EXERCISE INSTRUCTIONS » Find "Expected: for each instance of the white ceiling" and "Expected: for each instance of the cabinet" in the records below. Copy the lines holding them and every line between, exactly, and no others.

***

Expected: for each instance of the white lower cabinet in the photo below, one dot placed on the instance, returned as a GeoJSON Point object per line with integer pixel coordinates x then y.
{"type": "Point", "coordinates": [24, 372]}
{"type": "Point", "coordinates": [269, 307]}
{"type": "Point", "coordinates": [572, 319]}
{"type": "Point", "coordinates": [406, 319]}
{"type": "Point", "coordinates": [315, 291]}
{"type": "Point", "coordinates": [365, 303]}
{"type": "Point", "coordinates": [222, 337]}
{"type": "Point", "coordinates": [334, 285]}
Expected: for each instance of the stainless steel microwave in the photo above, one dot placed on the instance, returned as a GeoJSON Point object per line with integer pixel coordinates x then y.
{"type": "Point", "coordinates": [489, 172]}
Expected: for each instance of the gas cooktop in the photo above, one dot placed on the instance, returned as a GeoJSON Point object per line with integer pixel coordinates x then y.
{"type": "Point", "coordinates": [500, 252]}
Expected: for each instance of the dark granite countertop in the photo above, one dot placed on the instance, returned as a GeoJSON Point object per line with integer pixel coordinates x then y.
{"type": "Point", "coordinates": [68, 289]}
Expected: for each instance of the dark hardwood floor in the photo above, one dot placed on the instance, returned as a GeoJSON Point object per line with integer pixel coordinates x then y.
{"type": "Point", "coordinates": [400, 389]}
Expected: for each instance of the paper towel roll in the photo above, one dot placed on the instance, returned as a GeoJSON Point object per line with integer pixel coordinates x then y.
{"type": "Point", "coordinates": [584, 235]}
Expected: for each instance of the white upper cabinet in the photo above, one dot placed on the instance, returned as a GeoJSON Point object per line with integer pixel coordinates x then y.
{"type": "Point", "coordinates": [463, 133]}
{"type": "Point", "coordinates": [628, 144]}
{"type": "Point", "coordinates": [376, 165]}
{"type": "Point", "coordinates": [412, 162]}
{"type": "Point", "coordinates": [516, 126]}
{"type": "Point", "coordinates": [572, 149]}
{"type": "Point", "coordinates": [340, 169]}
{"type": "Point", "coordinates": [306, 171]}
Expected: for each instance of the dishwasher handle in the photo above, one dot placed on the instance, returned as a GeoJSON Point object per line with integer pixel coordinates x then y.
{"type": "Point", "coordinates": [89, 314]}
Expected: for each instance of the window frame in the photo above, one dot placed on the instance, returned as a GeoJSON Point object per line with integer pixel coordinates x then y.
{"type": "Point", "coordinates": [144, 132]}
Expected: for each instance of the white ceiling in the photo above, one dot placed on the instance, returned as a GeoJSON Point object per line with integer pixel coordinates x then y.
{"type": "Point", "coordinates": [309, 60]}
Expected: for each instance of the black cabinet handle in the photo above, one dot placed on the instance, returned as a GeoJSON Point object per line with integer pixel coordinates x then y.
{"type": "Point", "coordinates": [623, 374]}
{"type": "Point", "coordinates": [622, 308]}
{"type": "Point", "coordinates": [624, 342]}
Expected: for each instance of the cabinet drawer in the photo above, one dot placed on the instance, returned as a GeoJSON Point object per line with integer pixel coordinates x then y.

***

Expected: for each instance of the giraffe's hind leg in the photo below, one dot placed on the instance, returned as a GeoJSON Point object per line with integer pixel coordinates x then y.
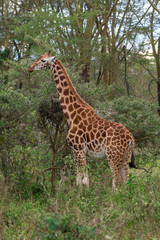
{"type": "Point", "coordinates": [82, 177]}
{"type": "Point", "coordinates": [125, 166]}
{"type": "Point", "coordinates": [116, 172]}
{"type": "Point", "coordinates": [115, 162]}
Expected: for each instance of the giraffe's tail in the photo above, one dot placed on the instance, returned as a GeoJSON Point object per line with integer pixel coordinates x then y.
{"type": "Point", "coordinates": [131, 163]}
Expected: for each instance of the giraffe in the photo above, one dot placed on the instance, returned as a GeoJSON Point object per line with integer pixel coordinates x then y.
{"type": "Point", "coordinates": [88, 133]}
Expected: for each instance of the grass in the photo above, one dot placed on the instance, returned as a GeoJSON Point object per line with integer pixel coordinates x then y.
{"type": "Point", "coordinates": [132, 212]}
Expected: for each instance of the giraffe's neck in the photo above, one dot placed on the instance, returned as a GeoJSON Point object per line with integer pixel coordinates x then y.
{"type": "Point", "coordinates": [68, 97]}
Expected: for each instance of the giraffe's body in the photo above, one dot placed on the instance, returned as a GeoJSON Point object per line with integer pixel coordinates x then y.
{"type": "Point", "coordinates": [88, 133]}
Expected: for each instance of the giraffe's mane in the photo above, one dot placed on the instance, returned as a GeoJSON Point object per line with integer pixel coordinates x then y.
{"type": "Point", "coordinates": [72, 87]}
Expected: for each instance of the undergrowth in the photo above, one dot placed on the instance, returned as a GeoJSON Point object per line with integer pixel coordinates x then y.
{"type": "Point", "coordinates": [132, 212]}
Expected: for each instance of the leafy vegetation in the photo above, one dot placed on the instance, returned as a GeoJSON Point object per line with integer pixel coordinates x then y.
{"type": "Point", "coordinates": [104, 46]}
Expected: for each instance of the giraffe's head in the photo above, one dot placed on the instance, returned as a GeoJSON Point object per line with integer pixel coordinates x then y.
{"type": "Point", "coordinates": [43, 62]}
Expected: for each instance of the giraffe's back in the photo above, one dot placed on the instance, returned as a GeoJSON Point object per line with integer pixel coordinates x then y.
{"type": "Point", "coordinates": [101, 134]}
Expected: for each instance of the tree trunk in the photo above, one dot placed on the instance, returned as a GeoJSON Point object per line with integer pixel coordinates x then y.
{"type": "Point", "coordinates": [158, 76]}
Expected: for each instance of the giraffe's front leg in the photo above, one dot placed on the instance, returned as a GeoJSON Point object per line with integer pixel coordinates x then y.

***

EXERCISE OUTPUT »
Expected: for each instance of the white ceiling in the photo above, one dot placed on the instance, returned as a GeoJSON Point object per line with integer pixel coordinates x then y.
{"type": "Point", "coordinates": [309, 60]}
Expected: for each instance of the black cabinet handle in the photo above, one dot placed on the instance, returned as a GeoJSON Point object per line with integer pixel coordinates x then y.
{"type": "Point", "coordinates": [623, 374]}
{"type": "Point", "coordinates": [622, 308]}
{"type": "Point", "coordinates": [624, 342]}
Expected: for each instance of the cabinet drawer in the photo above, one dot placed on the instance, returned as a GeoJSON Point object per line with integer pixel coordinates x then y.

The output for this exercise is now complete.